Repeat each line exactly, leaving nothing out.

+++ Material

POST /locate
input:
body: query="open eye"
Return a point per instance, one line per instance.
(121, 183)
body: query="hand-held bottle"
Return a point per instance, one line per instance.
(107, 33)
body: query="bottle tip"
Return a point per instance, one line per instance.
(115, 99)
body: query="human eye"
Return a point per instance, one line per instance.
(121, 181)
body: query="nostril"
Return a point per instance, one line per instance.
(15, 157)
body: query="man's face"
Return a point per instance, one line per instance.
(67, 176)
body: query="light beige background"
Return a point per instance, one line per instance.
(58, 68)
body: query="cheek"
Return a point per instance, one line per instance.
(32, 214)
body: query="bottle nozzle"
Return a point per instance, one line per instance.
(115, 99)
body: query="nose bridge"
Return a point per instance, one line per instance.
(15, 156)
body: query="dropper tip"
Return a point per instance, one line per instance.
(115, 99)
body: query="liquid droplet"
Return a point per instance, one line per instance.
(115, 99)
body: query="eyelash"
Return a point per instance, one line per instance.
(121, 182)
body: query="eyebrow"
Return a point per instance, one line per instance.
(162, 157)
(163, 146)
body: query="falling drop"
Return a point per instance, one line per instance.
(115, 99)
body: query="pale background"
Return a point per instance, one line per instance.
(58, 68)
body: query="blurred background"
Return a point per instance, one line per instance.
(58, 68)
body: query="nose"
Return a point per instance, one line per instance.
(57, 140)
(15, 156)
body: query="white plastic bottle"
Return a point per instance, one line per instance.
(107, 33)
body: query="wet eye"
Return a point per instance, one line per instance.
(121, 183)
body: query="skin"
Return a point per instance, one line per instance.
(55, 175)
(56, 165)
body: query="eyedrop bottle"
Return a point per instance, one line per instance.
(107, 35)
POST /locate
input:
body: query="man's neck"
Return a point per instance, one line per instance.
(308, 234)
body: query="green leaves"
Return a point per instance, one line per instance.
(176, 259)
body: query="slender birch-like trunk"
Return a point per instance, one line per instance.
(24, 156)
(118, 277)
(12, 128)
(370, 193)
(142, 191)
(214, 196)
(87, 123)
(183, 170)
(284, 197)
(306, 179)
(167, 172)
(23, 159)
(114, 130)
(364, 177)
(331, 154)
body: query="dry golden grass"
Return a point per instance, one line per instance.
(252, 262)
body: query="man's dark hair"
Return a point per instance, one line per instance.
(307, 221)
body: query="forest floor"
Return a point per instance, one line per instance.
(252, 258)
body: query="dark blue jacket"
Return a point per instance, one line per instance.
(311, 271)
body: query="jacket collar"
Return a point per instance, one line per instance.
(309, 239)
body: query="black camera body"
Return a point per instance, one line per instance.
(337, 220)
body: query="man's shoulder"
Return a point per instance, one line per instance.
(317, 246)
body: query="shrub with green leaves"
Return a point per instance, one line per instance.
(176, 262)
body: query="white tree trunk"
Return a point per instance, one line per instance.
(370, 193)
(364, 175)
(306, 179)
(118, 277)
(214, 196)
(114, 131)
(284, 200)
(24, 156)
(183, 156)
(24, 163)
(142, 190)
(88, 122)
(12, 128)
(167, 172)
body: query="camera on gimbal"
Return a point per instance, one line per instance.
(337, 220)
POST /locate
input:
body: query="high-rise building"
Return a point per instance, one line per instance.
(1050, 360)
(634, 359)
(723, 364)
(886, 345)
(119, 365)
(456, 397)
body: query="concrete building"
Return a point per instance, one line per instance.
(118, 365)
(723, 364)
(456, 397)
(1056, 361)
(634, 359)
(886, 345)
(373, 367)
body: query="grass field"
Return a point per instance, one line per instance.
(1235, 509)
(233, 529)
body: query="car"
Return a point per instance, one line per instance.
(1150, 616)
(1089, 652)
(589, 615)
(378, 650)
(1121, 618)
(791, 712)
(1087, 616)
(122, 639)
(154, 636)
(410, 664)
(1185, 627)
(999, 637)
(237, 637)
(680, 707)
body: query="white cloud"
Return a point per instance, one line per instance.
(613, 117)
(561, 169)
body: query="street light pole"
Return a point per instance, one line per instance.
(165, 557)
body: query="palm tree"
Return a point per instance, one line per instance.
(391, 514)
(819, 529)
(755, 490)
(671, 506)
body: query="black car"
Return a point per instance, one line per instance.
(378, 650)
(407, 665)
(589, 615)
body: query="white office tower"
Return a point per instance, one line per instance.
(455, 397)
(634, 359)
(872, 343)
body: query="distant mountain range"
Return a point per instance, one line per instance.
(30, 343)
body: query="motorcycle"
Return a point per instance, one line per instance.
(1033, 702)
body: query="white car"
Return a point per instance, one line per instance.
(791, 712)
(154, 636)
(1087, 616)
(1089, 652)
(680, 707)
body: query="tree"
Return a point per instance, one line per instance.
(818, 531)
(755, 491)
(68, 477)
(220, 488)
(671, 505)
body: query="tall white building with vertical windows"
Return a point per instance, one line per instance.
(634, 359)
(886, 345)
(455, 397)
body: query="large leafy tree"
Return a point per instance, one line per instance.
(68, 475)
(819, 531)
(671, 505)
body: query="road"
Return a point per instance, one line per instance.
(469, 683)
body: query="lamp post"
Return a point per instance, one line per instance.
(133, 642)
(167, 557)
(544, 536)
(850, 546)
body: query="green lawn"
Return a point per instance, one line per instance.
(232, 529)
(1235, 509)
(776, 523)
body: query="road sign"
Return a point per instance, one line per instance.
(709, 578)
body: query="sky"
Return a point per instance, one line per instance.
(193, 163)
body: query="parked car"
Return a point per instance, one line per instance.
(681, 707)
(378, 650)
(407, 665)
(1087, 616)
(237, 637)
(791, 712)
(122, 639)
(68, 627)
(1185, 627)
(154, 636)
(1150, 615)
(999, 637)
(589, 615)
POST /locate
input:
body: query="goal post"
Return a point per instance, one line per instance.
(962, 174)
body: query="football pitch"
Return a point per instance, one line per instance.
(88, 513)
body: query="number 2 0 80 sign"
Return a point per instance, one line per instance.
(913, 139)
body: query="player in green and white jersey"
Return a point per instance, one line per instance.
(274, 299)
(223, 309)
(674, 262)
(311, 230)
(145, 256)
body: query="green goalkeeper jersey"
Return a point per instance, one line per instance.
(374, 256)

++++++

Solution to this problem:
POST /locate
input:
body: query="open eye"
Return a point per instance, one line per instance.
(121, 183)
body: query="hand-held bottle"
Return a point per instance, one line per instance.
(107, 33)
body: query="bottle tip"
Return a point per instance, one line per instance.
(115, 99)
body: query="human eye"
Return a point per instance, one line per instance.
(121, 181)
body: query="nostril"
Return a point per instance, one line per instance.
(15, 157)
body: query="man's face"
Return a point per instance, one line per instance.
(67, 176)
body: query="light beige background"
Return a point per instance, one line per instance.
(58, 68)
body: query="cheek"
Return a point per instance, one line per instance.
(32, 214)
body: query="bottle nozzle"
Return a point per instance, one line per instance.
(115, 99)
body: query="nose bridge"
Return a point per instance, one line per instance.
(15, 156)
body: query="dropper tip"
Return a point per instance, one line per instance.
(115, 99)
body: query="liquid droplet"
Return a point per instance, one line per instance.
(115, 99)
body: query="eyelash"
Return a point per instance, one line per instance.
(121, 182)
body: query="eyebrow"
Return a point per instance, one line per instance.
(162, 157)
(163, 146)
body: query="falling drop"
Return a point per instance, one line per instance.
(115, 99)
body: query="pale background"
Return a point per instance, one line per instance.
(58, 68)
body: query="blurred background"
Return a point per instance, one line per instance.
(58, 68)
body: query="nose"
Return a point per instance, one line per instance.
(57, 140)
(15, 156)
body: query="white plastic bottle"
Return a point per instance, one line per instance.
(107, 33)
body: query="wet eye"
Return a point per instance, one line per instance.
(121, 183)
body: query="skin"
Return a point per instance, one line per instance.
(55, 175)
(56, 165)
body: query="eyedrop bottle"
Return a point per instance, one line per instance.
(107, 35)
POST /locate
input:
body: query="man's neck"
Return a point per instance, one line per instance.
(308, 234)
body: query="green leaves"
Return a point per instance, one line per instance.
(176, 259)
body: query="slender birch-like trunk"
Return a point per instance, one line per instance.
(24, 156)
(118, 277)
(12, 128)
(370, 193)
(142, 191)
(214, 196)
(87, 123)
(183, 170)
(284, 197)
(306, 179)
(167, 172)
(23, 159)
(114, 130)
(364, 177)
(331, 154)
body: query="dry golden grass"
Return a point per instance, one line per instance.
(252, 262)
body: query="man's dark hair"
Return a point per instance, one line per instance.
(307, 221)
body: query="forest floor"
Return a point per instance, one line per instance.
(252, 258)
body: query="dark blue jacket"
Return a point per instance, one line per instance.
(311, 271)
body: query="jacket collar"
Return a point per instance, one line per instance.
(309, 239)
body: query="black camera body"
Return a point per instance, one line per instance.
(337, 220)
body: query="man's shoulder"
Return a point per instance, one line per instance.
(317, 246)
body: query="shrub with green leaves"
Return a point per instance, one line per instance.
(176, 262)
body: query="white tree trunk"
Return a point per instance, one line per instance.
(370, 193)
(364, 175)
(306, 179)
(118, 277)
(214, 196)
(114, 131)
(284, 200)
(24, 156)
(183, 156)
(24, 163)
(142, 190)
(88, 122)
(12, 128)
(167, 172)
body: query="camera on gimbal"
Return a point per instance, one line per instance.
(337, 220)
POST /locate
input:
body: query="high-rise building"
Return a point per instance, one line per instance.
(1050, 360)
(634, 359)
(723, 364)
(886, 345)
(119, 365)
(456, 397)
body: query="concrete building"
Return a point per instance, one line per instance.
(118, 365)
(723, 364)
(456, 397)
(1056, 361)
(634, 359)
(886, 345)
(373, 367)
body: query="grass field"
Return a point per instance, one line per instance.
(1235, 509)
(233, 529)
body: query="car"
Return a point per instance, one line per instance.
(1150, 616)
(1089, 652)
(589, 615)
(378, 650)
(1121, 618)
(791, 712)
(1087, 616)
(122, 639)
(154, 636)
(410, 664)
(1185, 627)
(999, 637)
(237, 637)
(680, 707)
body: query="white cloud"
Return a point per instance, one line per instance.
(613, 117)
(561, 169)
body: query="street light pole"
Return a point per instance, one line per instance.
(165, 557)
body: query="palm tree"
Return a point per instance, one line per instance.
(391, 514)
(819, 529)
(755, 490)
(671, 506)
body: query="black car"
Return a point per instance, one line per instance.
(378, 650)
(407, 665)
(589, 615)
body: query="white office tower"
Return a point per instance, one line per instance.
(455, 397)
(634, 359)
(872, 343)
body: query="distant mountain range"
Return a point per instance, one line per instance.
(30, 343)
body: query="motorcycle"
Return a point per instance, one line per instance.
(1033, 702)
body: query="white car"
Return a point per instance, one line per instance.
(791, 712)
(154, 636)
(1087, 616)
(1089, 652)
(680, 707)
body: query="tree"
Return a point per instance, one line per instance.
(818, 531)
(755, 491)
(68, 477)
(220, 488)
(671, 505)
body: query="tall white building with vertical windows"
Return a point per instance, one line per instance.
(634, 359)
(886, 345)
(455, 397)
body: query="large leafy tree"
Return a point per instance, one line per instance.
(68, 475)
(819, 531)
(671, 505)
body: query="road"
Return a point per instance, one line per instance.
(469, 683)
body: query="lamp post"
Return a point per instance, one line per instance.
(133, 642)
(167, 557)
(544, 536)
(850, 546)
body: query="green lawn"
Return a point per instance, one line per instance.
(232, 529)
(1235, 509)
(776, 523)
body: query="road sign"
Return a point per instance, one line per instance.
(709, 578)
body: query="sky"
Return a point per instance, one line per instance.
(193, 163)
body: query="parked car"
Return a point per instance, one line per instance.
(681, 707)
(378, 650)
(407, 665)
(1087, 616)
(237, 637)
(791, 712)
(122, 639)
(68, 627)
(1185, 627)
(154, 636)
(1150, 615)
(999, 637)
(589, 615)
POST /locate
input:
body: query="goal post"
Return a point per instance, one line per instance.
(962, 174)
body: query="football pitch"
Return a point per instance, one line per instance.
(88, 513)
body: query="number 2 0 80 sign"
Return a point per instance, one line per instance.
(913, 139)
body: query="player in green and white jersey"
Return a point per instance, one line per instance.
(274, 299)
(223, 309)
(674, 262)
(311, 230)
(145, 256)
body: query="green goalkeeper jersey"
Return a point per instance, one line per instance.
(374, 256)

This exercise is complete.